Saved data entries
*** Begin section ***

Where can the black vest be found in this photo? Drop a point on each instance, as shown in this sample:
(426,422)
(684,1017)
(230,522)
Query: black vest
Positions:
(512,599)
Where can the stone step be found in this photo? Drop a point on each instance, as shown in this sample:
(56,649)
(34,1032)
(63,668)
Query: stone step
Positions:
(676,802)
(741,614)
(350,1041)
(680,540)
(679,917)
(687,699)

*** End section ***

• _Task details_
Search the entries for the string "this" and return each line where it turns up.

• _Reply_
Where can the black vest be found in this photo? Drop a point on each instance, as shown in this sample:
Where can the stone step be found in this photo? Drop a point on each instance, as shown in this sample:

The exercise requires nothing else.